◆ **PASSAGE SHOWN**:
>>>>>
All newborns are born with flat feet, a normal aspect of their physical development. During the growth phase, as the child learns to walk, they require a broader support base, hence flat feet offer an advantage during this phase and should not be considered pathological.

Typically, by the age of 8-12 years old, the foot arch develops naturally, assuming its characteristic curved shape as the child grows.

What does the term “flat foot” mean?

Our foot features, on the inner edge, a raised area called the “medial longitudinal arch” or “internal longitudinal arch”. Under normal circumstances, this part does not touch the ground but forms an arch that allows for the correct distribution of body weight on the foot.

Flat foot refers to an anatomical malformation characterized by a noticeable flattening, total or partial, of the medial longitudinal arch. Also known as “Pronation Syndrome,” this condition is associated with hindfoot valgus, or “valgus flat foot.” In this case, the heel, observed from behind while the subject is standing, is turned outward. Sometimes, it may be accompanied by an abducted forefoot, meaning it is turned outward, and by shortening of the Achilles tendon.

What are the symptoms?

Typically, the presence of flat feet is not associated with specific symptoms. More commonly, patients may complain of a sense of heaviness or easy fatigue when performing daily activities. However, the alteration of the correct foot-ground contact and consequently, the different distribution of weight on the sole, can lead to foot pain, ankle pain, knee pain, the development of secondary ankle pathologies, overpronation (excessive inward rotation of the foot), and postural problems.

At what age does the foot become “adult”?

In the initial phase of walking, from 10 months of age until 3-4 years, the child typically exhibits a valgus angle of 12-15 degrees, which then stabilizes to 5-7 degrees only after 5-6 years. Until then, cases of children walking with inwardly rotated or toe-in feet may be observed, but these are mostly transient phenomena expected to evolve favorably during growth. Between 8 and 12 years old, the foot gradually begins to resemble that of an adult. From that age onwards, it is possible to determine whether the child will have flat feet even after reaching adulthood.
<<<<<
◆ **SUPPLIED MATERIAL**:
>>>>>
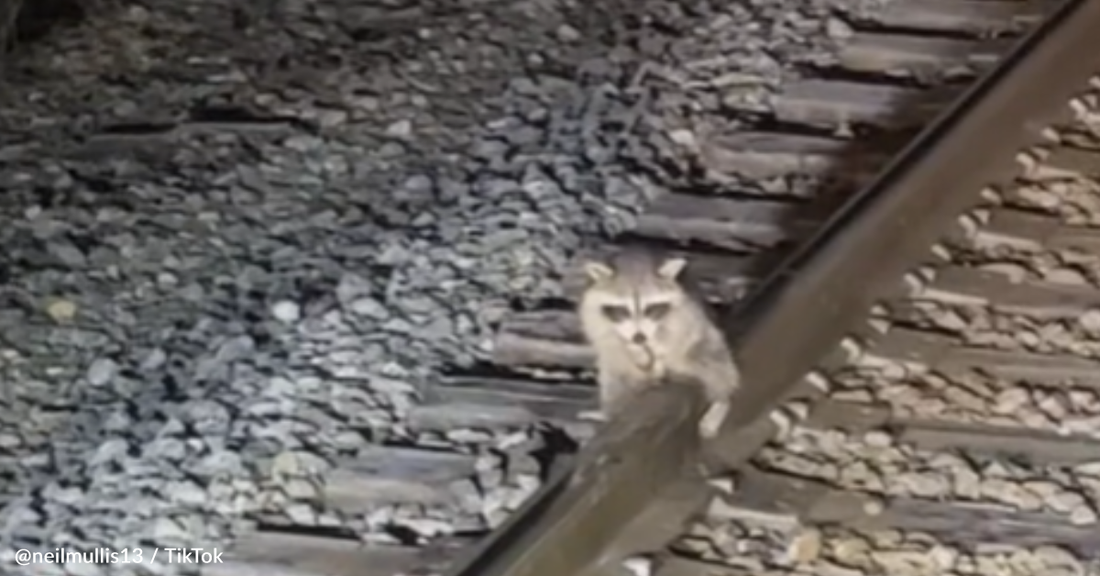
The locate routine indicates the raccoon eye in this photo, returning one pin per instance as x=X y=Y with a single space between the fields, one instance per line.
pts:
x=615 y=313
x=657 y=311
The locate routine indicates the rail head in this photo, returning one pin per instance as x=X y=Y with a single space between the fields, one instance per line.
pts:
x=801 y=311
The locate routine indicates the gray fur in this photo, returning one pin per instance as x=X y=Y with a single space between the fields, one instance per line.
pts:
x=646 y=327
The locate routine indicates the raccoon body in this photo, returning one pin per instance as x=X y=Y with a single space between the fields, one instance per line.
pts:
x=645 y=327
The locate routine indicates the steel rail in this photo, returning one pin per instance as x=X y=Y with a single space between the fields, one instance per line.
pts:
x=595 y=512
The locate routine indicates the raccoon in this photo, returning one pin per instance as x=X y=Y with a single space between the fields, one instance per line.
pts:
x=644 y=327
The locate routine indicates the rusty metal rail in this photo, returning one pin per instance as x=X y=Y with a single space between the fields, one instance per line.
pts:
x=607 y=506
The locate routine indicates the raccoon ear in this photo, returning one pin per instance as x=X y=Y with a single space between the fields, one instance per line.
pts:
x=597 y=270
x=671 y=268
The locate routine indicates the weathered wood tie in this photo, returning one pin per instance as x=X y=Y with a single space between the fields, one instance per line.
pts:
x=800 y=312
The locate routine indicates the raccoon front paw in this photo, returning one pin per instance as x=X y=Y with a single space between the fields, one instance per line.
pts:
x=711 y=423
x=592 y=416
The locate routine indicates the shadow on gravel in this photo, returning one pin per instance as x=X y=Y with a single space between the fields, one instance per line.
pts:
x=28 y=21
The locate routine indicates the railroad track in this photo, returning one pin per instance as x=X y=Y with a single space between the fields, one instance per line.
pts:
x=927 y=357
x=902 y=65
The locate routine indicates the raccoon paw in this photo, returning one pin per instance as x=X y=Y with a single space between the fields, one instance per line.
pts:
x=592 y=416
x=711 y=423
<<<<<
◆ **ABOUT THIS EXERCISE**: Write out the passage on flat feet word for word, between "Typically, the presence" and "and postural problems.", inclusive.

◆ **YOUR SOLUTION**:
Typically, the presence of flat feet is not associated with specific symptoms. More commonly, patients may complain of a sense of heaviness or easy fatigue when performing daily activities. However, the alteration of the correct foot-ground contact and consequently, the different distribution of weight on the sole, can lead to foot pain, ankle pain, knee pain, the development of secondary ankle pathologies, overpronation (excessive inward rotation of the foot), and postural problems.